• **Things to do**:
1. Summarize the commentary on the Supreme Court's Title VII cases in two sentences.
2. Carry on the commentary on the Supreme Court's Title VII cases, picking up right after its last sentence.

• **Excerpt provided**:
↓↓↓
Yesterday, the United States Supreme Court granted cert. in three cases discussing whether LGT individuals are protected under title VII of the Civil Rights Act. We have discussed all of that here and here. With respect to transgender, I am going to go out on a limb here and say that it won’t even be close that transgender is protected under title VII of the Civil Rights Act because Price Waterhouse prohibits gender stereotyping. By definition, discrimination against a transgender individual involves sexual stereotyping.
With respect to sexual orientation, that is going to be a much more difficult case. If the configuration of the court remains the same, I would expect it to be a 5-4 decision with Justice Kavanaugh being the swing vote (Chief Justice Robert dissented in both Obergefell and Windsor). Justice Kavanaugh is very proud of the diversity of his clerks. One also has to wonder what impact, if any, the confirmation hearings will have on any of this. Finally, I did a Westlaw search, and my search did not reveal any cases that Judge Kavanaugh had with respect to LGBT rights while on D.C. Circuit (other bloggers are reporting there are indeed none).
↑↑↑
Outline records for named regions:
↓↓↓
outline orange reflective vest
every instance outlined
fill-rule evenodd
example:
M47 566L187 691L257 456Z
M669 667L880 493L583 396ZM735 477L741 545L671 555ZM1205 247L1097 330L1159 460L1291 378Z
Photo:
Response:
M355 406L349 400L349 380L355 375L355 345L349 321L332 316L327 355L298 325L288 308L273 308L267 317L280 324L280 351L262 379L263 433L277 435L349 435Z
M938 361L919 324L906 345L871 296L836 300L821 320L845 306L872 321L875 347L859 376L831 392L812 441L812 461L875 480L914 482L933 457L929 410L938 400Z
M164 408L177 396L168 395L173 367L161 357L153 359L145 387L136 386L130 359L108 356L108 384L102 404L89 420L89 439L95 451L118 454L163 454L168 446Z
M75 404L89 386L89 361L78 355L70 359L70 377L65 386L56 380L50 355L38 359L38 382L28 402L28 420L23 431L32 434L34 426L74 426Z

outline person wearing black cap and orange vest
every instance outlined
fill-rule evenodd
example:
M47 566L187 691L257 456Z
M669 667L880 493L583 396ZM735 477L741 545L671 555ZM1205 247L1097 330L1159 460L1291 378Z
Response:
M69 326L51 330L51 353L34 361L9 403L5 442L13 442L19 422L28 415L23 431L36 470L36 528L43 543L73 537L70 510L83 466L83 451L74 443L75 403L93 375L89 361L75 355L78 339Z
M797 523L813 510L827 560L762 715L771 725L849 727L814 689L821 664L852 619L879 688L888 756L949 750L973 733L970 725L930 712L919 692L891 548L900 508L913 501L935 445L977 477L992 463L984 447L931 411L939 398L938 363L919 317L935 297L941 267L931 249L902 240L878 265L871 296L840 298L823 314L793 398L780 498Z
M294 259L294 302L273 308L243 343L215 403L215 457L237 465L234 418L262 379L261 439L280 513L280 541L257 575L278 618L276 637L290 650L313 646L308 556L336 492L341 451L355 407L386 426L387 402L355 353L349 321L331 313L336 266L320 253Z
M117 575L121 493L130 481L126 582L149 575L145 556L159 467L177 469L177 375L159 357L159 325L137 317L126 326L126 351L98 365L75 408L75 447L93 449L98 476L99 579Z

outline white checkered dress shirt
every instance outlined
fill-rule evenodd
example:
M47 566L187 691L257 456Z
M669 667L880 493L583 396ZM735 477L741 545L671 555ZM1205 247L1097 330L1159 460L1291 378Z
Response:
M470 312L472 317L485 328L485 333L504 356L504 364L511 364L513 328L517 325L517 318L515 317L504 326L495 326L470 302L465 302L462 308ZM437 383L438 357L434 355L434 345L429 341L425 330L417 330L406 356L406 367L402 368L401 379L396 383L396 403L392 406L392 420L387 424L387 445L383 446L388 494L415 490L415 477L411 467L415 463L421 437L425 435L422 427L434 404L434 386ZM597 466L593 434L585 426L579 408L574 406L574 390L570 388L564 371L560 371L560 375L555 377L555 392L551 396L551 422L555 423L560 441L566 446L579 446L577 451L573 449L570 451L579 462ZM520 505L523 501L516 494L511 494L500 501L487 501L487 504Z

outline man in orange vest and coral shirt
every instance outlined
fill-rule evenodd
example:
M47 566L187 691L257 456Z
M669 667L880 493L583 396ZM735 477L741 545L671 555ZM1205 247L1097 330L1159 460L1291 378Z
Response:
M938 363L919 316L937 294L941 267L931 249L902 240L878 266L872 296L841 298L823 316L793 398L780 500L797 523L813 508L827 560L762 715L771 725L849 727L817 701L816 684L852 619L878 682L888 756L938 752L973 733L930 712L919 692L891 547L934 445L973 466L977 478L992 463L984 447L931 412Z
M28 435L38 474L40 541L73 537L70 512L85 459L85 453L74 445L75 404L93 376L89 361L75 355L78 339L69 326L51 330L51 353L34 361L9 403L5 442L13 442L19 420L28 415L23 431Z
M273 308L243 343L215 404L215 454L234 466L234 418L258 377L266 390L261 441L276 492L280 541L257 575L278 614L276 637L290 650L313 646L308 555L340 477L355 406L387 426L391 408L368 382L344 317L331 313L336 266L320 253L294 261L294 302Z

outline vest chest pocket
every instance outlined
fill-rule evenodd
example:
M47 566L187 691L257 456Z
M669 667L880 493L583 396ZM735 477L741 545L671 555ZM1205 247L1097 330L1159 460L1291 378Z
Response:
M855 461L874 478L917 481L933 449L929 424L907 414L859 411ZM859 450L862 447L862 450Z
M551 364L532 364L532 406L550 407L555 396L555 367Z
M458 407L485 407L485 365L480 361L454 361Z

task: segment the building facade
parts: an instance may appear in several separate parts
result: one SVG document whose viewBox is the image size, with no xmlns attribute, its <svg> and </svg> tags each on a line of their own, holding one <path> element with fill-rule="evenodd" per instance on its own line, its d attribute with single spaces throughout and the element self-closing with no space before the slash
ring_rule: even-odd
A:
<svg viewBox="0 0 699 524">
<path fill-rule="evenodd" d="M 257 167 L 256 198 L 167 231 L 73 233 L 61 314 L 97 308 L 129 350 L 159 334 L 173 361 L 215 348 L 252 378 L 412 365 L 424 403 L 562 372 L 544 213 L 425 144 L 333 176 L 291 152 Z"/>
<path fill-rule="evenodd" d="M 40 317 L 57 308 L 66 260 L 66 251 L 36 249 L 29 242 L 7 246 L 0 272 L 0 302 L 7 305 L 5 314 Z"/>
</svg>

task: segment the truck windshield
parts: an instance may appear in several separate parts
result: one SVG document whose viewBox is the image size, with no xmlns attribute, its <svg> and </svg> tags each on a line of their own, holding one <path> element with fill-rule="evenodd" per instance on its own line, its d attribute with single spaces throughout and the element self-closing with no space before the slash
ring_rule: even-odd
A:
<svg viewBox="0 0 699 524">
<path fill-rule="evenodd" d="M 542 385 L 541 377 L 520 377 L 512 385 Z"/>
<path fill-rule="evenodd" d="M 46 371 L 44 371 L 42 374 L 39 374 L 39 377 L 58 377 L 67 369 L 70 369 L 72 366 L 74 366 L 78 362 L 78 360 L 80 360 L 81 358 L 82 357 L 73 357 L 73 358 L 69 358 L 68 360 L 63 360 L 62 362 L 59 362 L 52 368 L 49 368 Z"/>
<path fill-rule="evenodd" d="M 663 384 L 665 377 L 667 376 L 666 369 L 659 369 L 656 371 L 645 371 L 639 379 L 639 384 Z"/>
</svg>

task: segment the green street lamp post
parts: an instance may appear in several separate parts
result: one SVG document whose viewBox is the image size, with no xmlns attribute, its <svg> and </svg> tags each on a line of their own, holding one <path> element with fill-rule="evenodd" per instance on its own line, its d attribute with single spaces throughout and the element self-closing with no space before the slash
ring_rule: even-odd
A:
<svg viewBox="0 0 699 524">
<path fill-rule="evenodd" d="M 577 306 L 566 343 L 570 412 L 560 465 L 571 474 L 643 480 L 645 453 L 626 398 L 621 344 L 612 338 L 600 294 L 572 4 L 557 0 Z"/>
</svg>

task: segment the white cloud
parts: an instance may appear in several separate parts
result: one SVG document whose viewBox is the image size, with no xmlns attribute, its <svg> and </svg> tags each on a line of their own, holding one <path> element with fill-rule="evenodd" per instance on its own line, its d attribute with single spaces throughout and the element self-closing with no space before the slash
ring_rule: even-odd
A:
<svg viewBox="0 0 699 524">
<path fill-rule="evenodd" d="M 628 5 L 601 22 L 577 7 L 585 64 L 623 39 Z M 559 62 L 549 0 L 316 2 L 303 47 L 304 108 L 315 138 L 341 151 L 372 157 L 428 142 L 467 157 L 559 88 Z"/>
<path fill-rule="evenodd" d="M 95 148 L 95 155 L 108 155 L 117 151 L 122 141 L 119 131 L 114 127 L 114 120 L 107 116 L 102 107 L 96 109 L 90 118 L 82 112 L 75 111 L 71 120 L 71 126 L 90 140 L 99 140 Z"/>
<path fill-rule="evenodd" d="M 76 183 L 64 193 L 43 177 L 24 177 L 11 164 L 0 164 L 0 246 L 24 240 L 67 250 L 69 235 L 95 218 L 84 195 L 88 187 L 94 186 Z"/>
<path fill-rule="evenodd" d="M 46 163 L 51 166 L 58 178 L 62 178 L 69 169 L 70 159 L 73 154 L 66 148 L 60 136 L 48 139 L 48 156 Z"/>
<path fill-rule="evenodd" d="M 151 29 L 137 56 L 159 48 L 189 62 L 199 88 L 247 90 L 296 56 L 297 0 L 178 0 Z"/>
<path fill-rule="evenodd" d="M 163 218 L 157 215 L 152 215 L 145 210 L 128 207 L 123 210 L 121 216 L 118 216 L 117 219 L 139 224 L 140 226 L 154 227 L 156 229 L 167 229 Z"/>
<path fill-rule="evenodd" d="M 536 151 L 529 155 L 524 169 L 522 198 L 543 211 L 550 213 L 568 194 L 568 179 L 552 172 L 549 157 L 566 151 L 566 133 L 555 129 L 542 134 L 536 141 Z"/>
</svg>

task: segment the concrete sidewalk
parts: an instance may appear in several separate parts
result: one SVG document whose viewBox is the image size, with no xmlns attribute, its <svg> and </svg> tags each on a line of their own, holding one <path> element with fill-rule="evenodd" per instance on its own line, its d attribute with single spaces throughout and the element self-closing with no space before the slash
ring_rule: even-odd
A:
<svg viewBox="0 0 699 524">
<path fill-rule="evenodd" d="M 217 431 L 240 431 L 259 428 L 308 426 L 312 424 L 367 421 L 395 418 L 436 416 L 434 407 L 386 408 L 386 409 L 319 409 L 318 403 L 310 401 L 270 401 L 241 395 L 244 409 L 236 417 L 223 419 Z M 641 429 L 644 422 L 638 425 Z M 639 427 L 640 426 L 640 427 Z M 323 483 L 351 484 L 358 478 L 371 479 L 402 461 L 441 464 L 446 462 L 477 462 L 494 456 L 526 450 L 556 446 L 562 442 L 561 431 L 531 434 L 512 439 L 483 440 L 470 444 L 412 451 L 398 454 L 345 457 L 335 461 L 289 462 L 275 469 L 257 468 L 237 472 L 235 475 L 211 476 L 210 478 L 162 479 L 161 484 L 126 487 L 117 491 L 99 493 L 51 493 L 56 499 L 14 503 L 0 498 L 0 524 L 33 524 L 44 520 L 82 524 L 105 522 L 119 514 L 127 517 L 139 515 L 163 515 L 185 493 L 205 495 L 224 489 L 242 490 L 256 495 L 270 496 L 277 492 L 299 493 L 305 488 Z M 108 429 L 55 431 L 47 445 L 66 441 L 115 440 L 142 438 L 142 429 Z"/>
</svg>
↑↑↑
• **Answers for the tasks**:
1. The Supreme Court has granted cert in three cases on whether LGT individuals are protected under Title VII, and the writer predicts that transgender protection won't be close because Price Waterhouse prohibits gender stereotyping. Sexual orientation is expected to be a much harder case, likely a 5-4 decision with Justice Kavanaugh as the swing vote, and the writer's Westlaw search found no cases of his on LGBT rights from the D.C. Circuit.

2.
So, since the decision on these cases will come down next term, expect it to be a huge campaign issue. It is entirely possible that the decision in these cases could come down just a few months before 2020 elections. Also, based upon the current case law, it is entirely possible that by the end of these decisions, transgender individuals will be protected under title VII but lesbian and gay individuals will not be. In that case, if there is a Democratic wave in 2020 (Buttigieg presidency too?), which there may not be, expect Congress to specifically amend title VII of the Civil Rights Act to include LGBT explicitly.